**Instructions for the task**. Can you put each line of the listing below into a Markdown table with the columns "Row" and "Line", numbering the rows and skipping blank lines? Leave the pictures out of the table.

(Items from a labeling collection)
-- START --

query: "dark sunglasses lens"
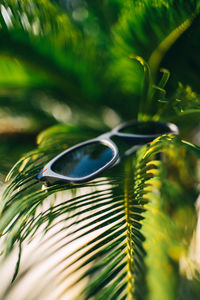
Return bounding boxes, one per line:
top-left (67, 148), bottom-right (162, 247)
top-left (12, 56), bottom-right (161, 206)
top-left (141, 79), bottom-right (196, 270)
top-left (119, 122), bottom-right (170, 135)
top-left (52, 142), bottom-right (114, 178)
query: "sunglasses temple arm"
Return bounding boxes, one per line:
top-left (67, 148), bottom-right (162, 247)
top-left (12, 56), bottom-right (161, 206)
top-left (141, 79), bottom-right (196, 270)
top-left (112, 145), bottom-right (144, 167)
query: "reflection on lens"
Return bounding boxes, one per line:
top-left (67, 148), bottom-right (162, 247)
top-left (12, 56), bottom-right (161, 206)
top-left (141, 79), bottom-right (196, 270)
top-left (119, 122), bottom-right (171, 135)
top-left (52, 142), bottom-right (114, 178)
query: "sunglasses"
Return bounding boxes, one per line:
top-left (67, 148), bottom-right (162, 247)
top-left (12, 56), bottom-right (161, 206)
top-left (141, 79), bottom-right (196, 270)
top-left (37, 121), bottom-right (178, 184)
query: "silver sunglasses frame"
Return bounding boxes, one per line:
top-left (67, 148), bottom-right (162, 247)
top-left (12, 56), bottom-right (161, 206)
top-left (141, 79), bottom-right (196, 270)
top-left (37, 121), bottom-right (179, 183)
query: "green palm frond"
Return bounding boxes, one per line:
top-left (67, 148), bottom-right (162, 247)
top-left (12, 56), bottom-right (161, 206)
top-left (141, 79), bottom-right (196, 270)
top-left (0, 126), bottom-right (200, 299)
top-left (0, 0), bottom-right (200, 300)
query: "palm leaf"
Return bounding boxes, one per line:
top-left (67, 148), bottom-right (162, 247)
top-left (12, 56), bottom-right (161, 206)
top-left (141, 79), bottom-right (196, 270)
top-left (0, 126), bottom-right (199, 299)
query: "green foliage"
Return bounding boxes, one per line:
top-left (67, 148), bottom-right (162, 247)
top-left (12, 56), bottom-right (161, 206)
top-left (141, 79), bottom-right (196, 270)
top-left (0, 0), bottom-right (200, 300)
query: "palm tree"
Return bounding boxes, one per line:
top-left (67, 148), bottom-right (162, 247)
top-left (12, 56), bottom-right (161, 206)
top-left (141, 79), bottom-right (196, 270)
top-left (0, 0), bottom-right (200, 300)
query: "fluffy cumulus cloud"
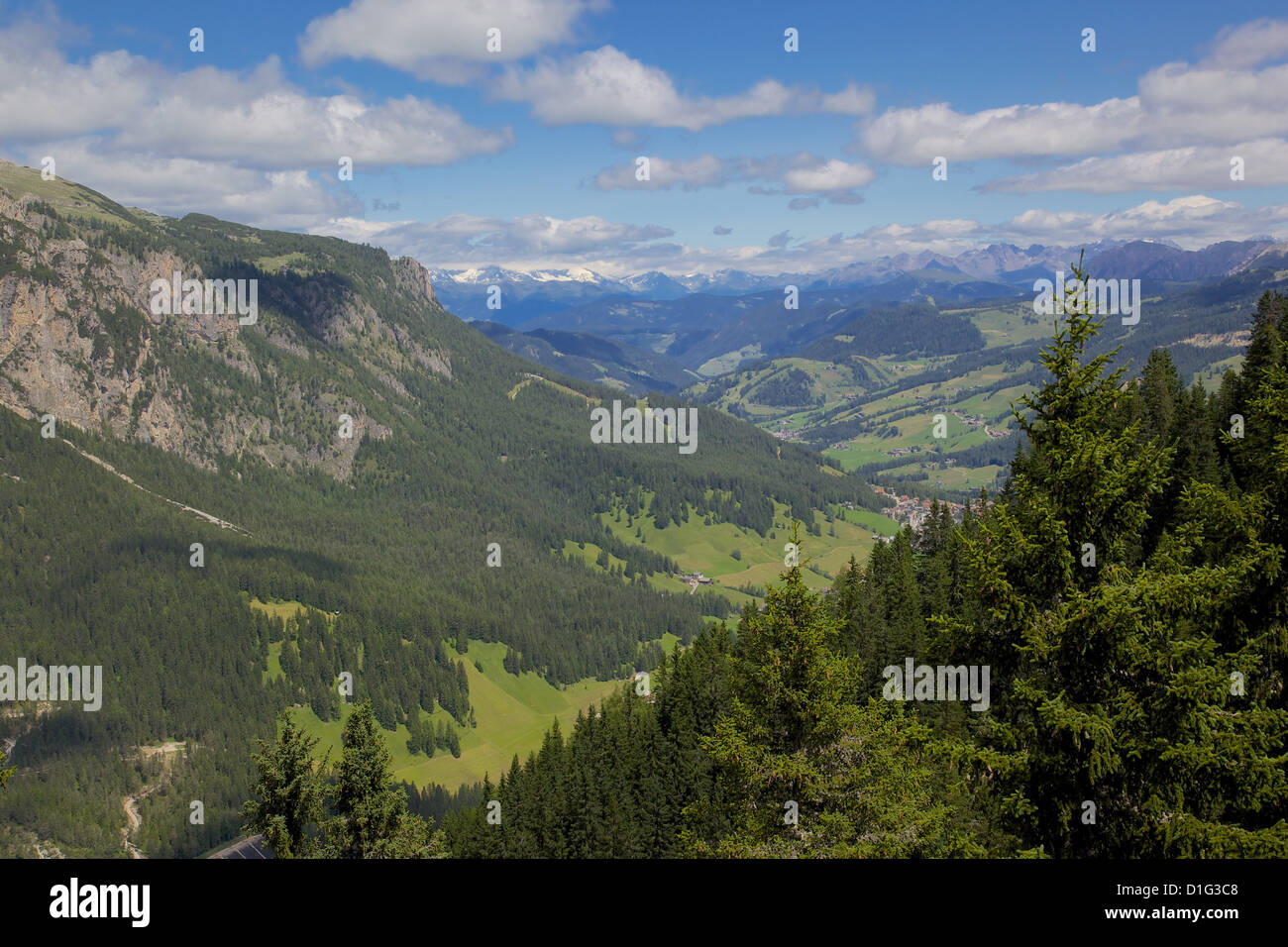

-- END --

**The answer**.
| Row | Line |
|---|---|
| 1 | query: "dark sunglasses lens" |
| 2 | Return bounding boxes, one per line: |
| 3 | top-left (67, 148), bottom-right (162, 247) |
| 4 | top-left (12, 56), bottom-right (161, 206) |
| 5 | top-left (141, 79), bottom-right (196, 270) |
| 6 | top-left (119, 122), bottom-right (170, 135) |
| 7 | top-left (52, 142), bottom-right (114, 178) |
| 8 | query: "sunglasses temple arm" |
| 9 | Return bounding boxes, one per line: |
| 10 | top-left (67, 148), bottom-right (162, 247) |
| 11 | top-left (12, 56), bottom-right (161, 206) |
| 12 | top-left (141, 79), bottom-right (196, 270) |
| 13 | top-left (112, 145), bottom-right (144, 167) |
| 14 | query: "reflection on lens" |
| 15 | Return bounding boxes, one per line: |
| 16 | top-left (67, 148), bottom-right (162, 247) |
| 17 | top-left (12, 56), bottom-right (161, 206) |
| 18 | top-left (141, 79), bottom-right (196, 270) |
| 19 | top-left (119, 122), bottom-right (171, 135) |
| 20 | top-left (52, 142), bottom-right (114, 178) |
| 21 | query: "sunglasses" |
| 22 | Return bounding boxes, one per line: |
| 23 | top-left (67, 148), bottom-right (162, 247) |
| 24 | top-left (12, 56), bottom-right (161, 206) |
| 25 | top-left (141, 79), bottom-right (196, 270) |
| 26 | top-left (37, 121), bottom-right (178, 184) |
| 27 | query: "silver sunglasses frame" |
| 28 | Return bounding boxes, one per line: |
| 29 | top-left (67, 148), bottom-right (162, 247) |
| 30 | top-left (12, 56), bottom-right (161, 206) |
| 31 | top-left (141, 79), bottom-right (196, 270) |
| 32 | top-left (37, 121), bottom-right (179, 183) |
| 33 | query: "green palm frond" |
| 34 | Return bounding boxes, one per line: |
| 35 | top-left (67, 148), bottom-right (162, 247) |
| 36 | top-left (12, 56), bottom-right (161, 206) |
| 37 | top-left (141, 79), bottom-right (196, 270) |
| 38 | top-left (0, 126), bottom-right (200, 299) |
| 39 | top-left (0, 0), bottom-right (200, 300) |
| 40 | query: "palm leaf" |
| 41 | Return bounding boxes, one per line: |
| 42 | top-left (67, 148), bottom-right (162, 247) |
| 43 | top-left (12, 56), bottom-right (161, 206) |
| 44 | top-left (141, 79), bottom-right (196, 270) |
| 45 | top-left (0, 126), bottom-right (199, 299) |
| 46 | query: "green foliage" |
| 47 | Return bounding boxes, one per line: |
| 48 | top-left (67, 148), bottom-right (162, 247) |
| 49 | top-left (12, 56), bottom-right (161, 206) |
| 50 | top-left (141, 79), bottom-right (196, 270) |
| 51 | top-left (0, 0), bottom-right (200, 300) |
| 52 | query: "palm tree" |
| 53 | Return bounding boxes, one per line: |
| 54 | top-left (67, 148), bottom-right (162, 247) |
| 55 | top-left (12, 56), bottom-right (161, 206) |
| 56 | top-left (141, 79), bottom-right (196, 270) |
| 57 | top-left (0, 0), bottom-right (200, 300) |
| 58 | query: "fluffy cumulus cloud" |